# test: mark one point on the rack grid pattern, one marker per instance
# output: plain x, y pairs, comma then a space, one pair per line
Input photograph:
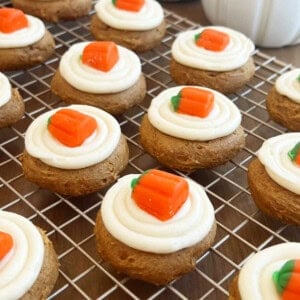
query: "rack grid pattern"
242, 229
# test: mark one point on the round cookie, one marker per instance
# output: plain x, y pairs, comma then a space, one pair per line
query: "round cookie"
267, 270
224, 70
26, 47
78, 170
137, 30
114, 91
274, 179
54, 10
145, 247
11, 103
22, 280
186, 142
283, 100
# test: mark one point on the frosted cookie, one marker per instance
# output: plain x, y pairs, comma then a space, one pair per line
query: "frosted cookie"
155, 226
283, 101
28, 262
101, 74
274, 178
188, 128
74, 151
54, 10
138, 25
11, 103
24, 40
216, 57
272, 273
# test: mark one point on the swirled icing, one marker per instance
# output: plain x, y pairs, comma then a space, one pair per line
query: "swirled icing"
87, 79
149, 17
41, 144
140, 230
273, 154
5, 90
21, 267
288, 85
24, 37
236, 54
224, 118
255, 278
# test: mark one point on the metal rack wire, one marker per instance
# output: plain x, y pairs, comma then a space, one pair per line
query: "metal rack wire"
242, 229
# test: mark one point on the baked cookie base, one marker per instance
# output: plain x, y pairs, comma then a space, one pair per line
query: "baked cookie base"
270, 197
283, 110
45, 282
54, 10
79, 181
188, 155
139, 41
151, 267
24, 57
13, 110
224, 82
116, 103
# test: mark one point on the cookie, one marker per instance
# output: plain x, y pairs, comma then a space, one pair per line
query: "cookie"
270, 273
283, 100
25, 47
149, 250
55, 10
114, 91
11, 103
53, 163
186, 142
22, 280
274, 179
139, 30
195, 62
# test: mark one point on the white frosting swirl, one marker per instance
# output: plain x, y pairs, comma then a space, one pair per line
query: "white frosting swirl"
5, 89
140, 230
123, 75
21, 267
255, 279
236, 54
288, 85
149, 17
41, 144
23, 37
224, 118
273, 154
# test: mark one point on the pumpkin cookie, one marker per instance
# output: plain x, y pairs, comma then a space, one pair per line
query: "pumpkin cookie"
146, 239
137, 25
216, 57
74, 151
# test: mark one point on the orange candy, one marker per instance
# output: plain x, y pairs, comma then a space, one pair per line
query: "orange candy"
159, 193
6, 244
71, 127
212, 40
12, 19
101, 55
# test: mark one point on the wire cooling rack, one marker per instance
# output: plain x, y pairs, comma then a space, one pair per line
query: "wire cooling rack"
242, 229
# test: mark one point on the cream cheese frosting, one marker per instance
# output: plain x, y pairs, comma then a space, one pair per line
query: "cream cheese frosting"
224, 118
149, 17
288, 85
140, 230
255, 278
21, 267
5, 89
273, 154
41, 144
123, 75
236, 54
24, 37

WRITTEN EXERCISE
Omit the pictures and restate the rest of the records verbatim.

ANSWER
# test: mark one point on the rack grid pattern, one marker per instance
# output: plain x, y pairs, comma then a space, one pair per line
Input photograph:
query: "rack grid pattern"
242, 229
# test: mark one point on the round cookie, one marker per instance
# output: plain x, y pairs, comma then a space, one pair per line
query: "round cookie"
267, 270
224, 70
26, 47
78, 170
137, 30
114, 91
274, 179
54, 10
145, 247
11, 103
22, 280
186, 142
283, 100
# test: mark one point on the frosted cookie, one marker per instance
# output: plain x, y pairs, comma then a space, one pair per line
query: "frosted cookie"
155, 226
283, 101
28, 262
101, 74
274, 178
188, 128
74, 151
54, 10
138, 25
11, 103
24, 40
216, 57
272, 273
# test: mark one point on the swirled icing, one marker per instance
# output: plain x, y pairs, comma then a space, one pair per line
query: "swirled icing"
87, 79
149, 17
41, 144
140, 230
273, 154
5, 90
21, 267
288, 85
24, 37
236, 54
224, 118
255, 278
# test: mark one point on the metal rack wire, one marker per instance
# output: plain x, y pairs, comma then a space, one pair per line
query: "metal rack wire"
242, 229
# test: mark one point on the baked cookie base, one marker per instance
# output: plain x, y pairs, comma then a space, one pair per line
query: "baked cookie base"
270, 197
283, 110
45, 282
54, 10
79, 181
188, 155
139, 41
151, 267
24, 57
13, 110
224, 82
116, 103
# test: mark one point on the cookie, one marker per instance
# output: plain x, y pairs, comma then a space, one pair per line
query: "cookie"
270, 273
283, 100
25, 47
149, 250
55, 10
114, 91
11, 103
53, 163
186, 142
22, 280
274, 179
139, 30
195, 62
# test: mark one point on the white frosting swirl, one marker per instance
# output: plain x, y pairs, comma then a space, one pair per line
query: "white frosting swirl"
5, 89
140, 230
123, 75
21, 267
255, 279
236, 54
288, 85
149, 17
41, 144
23, 37
224, 118
273, 154
# test: mark one point on the pumpkin cookie, one marker per instance
# output: plain x, y pairs, comma then a space, one pair per line
query: "pumpkin cookie"
146, 239
137, 25
216, 57
74, 151
# test: mark one point on the orange candy, one marker per instance
# output: plain x, y pairs, comma then a space, one pair per line
query: "orange candy"
159, 193
6, 244
71, 127
212, 40
12, 19
101, 55
# test: mark one point on the wire cooling rack, one marker per instance
# output: plain x, y pairs, comma then a space, one pair per line
query: "wire cooling rack"
242, 229
# test: mark one point on the cream cheese frosting, one marker per instance
# output: plain x, y pairs, comma then a space, one pair per line
query: "cream cheese frosting"
224, 118
149, 17
288, 85
140, 230
255, 278
21, 267
5, 89
273, 154
41, 144
123, 75
236, 54
24, 37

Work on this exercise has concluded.